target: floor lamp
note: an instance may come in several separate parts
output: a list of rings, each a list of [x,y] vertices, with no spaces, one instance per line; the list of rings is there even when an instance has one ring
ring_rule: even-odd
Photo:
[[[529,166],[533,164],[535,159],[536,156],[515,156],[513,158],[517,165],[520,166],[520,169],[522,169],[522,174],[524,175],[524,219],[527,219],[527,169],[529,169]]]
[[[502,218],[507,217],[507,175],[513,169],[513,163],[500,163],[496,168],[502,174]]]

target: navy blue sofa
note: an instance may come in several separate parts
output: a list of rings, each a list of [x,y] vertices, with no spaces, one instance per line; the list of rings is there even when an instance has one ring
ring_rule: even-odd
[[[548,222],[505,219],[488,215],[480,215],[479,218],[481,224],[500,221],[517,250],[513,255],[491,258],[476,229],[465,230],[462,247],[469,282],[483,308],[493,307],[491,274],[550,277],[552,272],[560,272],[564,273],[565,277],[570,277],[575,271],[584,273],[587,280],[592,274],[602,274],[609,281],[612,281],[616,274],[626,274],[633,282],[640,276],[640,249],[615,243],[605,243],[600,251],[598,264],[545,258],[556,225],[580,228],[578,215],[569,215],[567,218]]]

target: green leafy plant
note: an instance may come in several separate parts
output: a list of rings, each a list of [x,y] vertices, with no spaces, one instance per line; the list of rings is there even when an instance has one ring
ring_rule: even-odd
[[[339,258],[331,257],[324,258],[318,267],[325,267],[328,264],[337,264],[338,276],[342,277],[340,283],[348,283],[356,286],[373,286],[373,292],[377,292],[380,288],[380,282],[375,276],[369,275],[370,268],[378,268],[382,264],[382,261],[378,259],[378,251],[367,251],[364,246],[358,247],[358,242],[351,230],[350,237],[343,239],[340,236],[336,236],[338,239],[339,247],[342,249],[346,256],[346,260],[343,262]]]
-.-.-
Once the line with "target: green leafy plant" has been found in the records above, retype it and every line after it exactly, and include nothing else.

- [Result of the task]:
target: green leafy plant
note: an instance may come in several separate parts
output: a list of rings, each a list of [x,y] vertices, with no spaces, one instance per line; the list of rings is there even when an instance has one ring
ring_rule: even-odd
[[[339,258],[331,257],[324,258],[318,267],[325,267],[328,264],[337,264],[338,276],[342,277],[340,283],[348,283],[356,286],[373,286],[373,292],[377,292],[380,288],[380,282],[375,276],[369,275],[370,268],[378,268],[382,264],[382,261],[378,259],[378,251],[367,251],[364,246],[358,247],[358,242],[351,230],[350,237],[343,239],[340,236],[336,236],[338,239],[339,247],[342,249],[346,256],[346,260],[343,262]]]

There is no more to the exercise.